Written request → Copy out only the data from the line containing "Thank you for the photo. Could you please annotate the concrete" through the end, both ends included and requests kept, and shift each answer coordinate by adding 60. Leave the requests and their sample coordinates unchanged.

Data excerpts →
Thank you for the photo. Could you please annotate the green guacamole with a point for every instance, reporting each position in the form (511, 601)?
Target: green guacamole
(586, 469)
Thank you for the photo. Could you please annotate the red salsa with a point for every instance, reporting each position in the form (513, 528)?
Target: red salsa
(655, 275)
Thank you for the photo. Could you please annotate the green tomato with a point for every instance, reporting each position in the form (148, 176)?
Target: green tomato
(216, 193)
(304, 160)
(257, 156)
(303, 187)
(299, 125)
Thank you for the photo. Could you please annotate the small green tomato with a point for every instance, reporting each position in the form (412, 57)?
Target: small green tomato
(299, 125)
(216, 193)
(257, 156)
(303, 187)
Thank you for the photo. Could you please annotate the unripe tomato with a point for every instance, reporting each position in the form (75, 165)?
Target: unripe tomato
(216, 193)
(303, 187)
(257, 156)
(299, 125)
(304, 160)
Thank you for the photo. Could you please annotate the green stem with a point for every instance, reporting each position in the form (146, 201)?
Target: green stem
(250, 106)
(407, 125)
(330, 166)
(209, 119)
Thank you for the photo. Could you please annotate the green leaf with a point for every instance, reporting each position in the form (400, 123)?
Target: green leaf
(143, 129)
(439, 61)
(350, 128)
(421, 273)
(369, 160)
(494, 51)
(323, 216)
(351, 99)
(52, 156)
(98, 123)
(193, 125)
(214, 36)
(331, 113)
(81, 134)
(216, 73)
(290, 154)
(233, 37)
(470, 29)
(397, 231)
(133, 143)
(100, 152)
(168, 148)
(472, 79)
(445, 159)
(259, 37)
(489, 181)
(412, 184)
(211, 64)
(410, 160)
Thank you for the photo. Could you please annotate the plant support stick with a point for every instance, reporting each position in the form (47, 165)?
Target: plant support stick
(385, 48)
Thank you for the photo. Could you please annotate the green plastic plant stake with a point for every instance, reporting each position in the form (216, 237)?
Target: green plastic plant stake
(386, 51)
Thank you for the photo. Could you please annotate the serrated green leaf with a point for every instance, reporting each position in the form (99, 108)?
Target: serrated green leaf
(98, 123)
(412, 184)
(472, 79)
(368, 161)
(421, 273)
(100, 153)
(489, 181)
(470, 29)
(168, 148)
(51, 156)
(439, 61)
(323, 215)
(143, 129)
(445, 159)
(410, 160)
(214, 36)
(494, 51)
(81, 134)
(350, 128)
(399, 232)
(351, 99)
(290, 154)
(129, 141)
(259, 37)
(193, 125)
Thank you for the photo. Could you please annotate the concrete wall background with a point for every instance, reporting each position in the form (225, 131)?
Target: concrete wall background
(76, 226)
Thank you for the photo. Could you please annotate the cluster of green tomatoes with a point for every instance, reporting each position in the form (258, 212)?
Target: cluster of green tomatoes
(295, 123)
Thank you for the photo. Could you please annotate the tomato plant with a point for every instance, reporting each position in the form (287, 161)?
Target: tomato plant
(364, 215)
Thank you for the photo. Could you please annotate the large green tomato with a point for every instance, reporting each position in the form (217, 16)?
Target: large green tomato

Exercise output →
Thank you for the photo. Could you please annotate the concrete wall background with a point for every instance, reporting each position in the form (225, 131)?
Target: concrete wall background
(136, 286)
Thank you for the photo. Could you please annotate the cluster of green tomatoes with a point for every instance, reporting each position in the form (258, 212)?
Target: cluster of green tomatoes
(355, 183)
Thank you for the photo. Could you please annotate the tomato plant with a point for every instance, reporting each position in the form (287, 161)?
Target: tomato plant
(424, 275)
Thank you for the photo. Could you please annotate the large green tomato with a point for every instance, reporting each position in the form (217, 16)?
Target: large green tomato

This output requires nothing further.